***** Entries supplied

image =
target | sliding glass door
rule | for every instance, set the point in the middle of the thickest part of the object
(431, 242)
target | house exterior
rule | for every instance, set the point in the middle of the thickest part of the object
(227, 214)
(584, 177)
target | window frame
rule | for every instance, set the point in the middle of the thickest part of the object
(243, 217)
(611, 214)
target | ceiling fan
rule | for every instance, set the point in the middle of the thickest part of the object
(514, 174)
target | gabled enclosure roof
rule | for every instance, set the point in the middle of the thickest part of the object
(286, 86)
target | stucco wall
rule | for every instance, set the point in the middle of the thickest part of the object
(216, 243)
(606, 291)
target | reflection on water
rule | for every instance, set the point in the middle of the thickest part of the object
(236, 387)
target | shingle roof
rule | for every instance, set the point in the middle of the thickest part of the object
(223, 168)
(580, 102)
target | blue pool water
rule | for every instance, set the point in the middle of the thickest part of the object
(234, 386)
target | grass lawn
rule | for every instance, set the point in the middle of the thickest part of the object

**********

Brief -
The answer consists of every line above in which the word "target" occurs.

Result -
target | sliding glass door
target | house exterior
target | window frame
target | ceiling fan
target | gabled enclosure roof
target | stucco wall
target | reflection on water
target | shingle roof
target | blue pool water
target | grass lawn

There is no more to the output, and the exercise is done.